#### Task directions
The records below are to be quoted in full; please keep every word exact.
━━ Raw data ━━
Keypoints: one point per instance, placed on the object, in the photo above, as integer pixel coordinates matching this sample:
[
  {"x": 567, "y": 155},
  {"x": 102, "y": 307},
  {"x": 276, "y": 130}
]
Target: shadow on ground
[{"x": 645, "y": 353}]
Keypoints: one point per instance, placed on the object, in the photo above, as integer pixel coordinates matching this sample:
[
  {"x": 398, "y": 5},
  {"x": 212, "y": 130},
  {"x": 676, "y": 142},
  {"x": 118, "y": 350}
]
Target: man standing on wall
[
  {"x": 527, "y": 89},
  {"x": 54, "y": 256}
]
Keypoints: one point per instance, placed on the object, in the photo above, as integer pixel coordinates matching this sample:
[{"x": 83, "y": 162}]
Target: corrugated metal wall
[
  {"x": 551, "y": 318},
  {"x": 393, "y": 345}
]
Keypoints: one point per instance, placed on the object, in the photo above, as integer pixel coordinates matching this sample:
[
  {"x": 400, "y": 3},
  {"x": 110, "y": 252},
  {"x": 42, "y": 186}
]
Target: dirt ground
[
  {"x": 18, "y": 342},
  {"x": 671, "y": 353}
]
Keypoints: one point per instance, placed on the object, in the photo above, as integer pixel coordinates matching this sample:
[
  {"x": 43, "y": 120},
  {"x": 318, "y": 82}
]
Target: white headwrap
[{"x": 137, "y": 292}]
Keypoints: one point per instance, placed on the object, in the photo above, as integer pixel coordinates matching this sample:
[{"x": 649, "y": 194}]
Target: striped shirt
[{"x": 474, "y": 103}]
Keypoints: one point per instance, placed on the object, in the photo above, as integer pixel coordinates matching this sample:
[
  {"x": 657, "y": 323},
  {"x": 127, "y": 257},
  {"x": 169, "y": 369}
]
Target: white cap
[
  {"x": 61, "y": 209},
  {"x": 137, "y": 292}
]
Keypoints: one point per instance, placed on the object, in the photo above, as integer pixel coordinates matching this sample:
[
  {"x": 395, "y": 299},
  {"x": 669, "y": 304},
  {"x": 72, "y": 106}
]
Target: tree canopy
━━━
#### Written reply
Keypoints: one point per instance, placed on the object, in the photo above, as integer pixel coordinates matching this sample:
[
  {"x": 567, "y": 155},
  {"x": 102, "y": 307},
  {"x": 276, "y": 130}
]
Target: shadow on ground
[{"x": 645, "y": 353}]
Keypoints: one point per instance, placed on the object, in the photo above, as integer pixel coordinates matching this sample:
[
  {"x": 398, "y": 5},
  {"x": 212, "y": 130},
  {"x": 676, "y": 142},
  {"x": 118, "y": 350}
]
Target: man standing on wall
[
  {"x": 527, "y": 89},
  {"x": 54, "y": 256}
]
Keypoints: one point per instance, placed on the object, in the photo above, as integer pixel coordinates matching this sample:
[{"x": 83, "y": 162}]
Target: corrugated metal wall
[
  {"x": 551, "y": 318},
  {"x": 393, "y": 345}
]
Keypoints: one point per instance, placed on the object, in the photo above, as integer pixel coordinates matching this sample:
[
  {"x": 400, "y": 3},
  {"x": 110, "y": 252},
  {"x": 42, "y": 186}
]
Target: dirt ground
[
  {"x": 18, "y": 342},
  {"x": 671, "y": 353}
]
Keypoints: one point per instance, placed on the object, in the photo above, as integer pixel coordinates matching this sample:
[
  {"x": 43, "y": 120},
  {"x": 318, "y": 82}
]
Target: white headwrap
[{"x": 137, "y": 292}]
Keypoints: one point per instance, placed on the object, in the photo above, as integer pixel coordinates matching this sample:
[{"x": 649, "y": 194}]
Target: striped shirt
[{"x": 474, "y": 103}]
Keypoints: one point per instance, placed on the object, in the photo above, as integer pixel coordinates matching this sample:
[
  {"x": 657, "y": 323},
  {"x": 127, "y": 257},
  {"x": 169, "y": 369}
]
Target: white cap
[
  {"x": 61, "y": 209},
  {"x": 137, "y": 292}
]
Keypoints: one point per instance, placed on the object, in the photo above, as integer pixel coordinates matching this sample:
[
  {"x": 395, "y": 299},
  {"x": 669, "y": 304},
  {"x": 72, "y": 106}
]
Target: tree canopy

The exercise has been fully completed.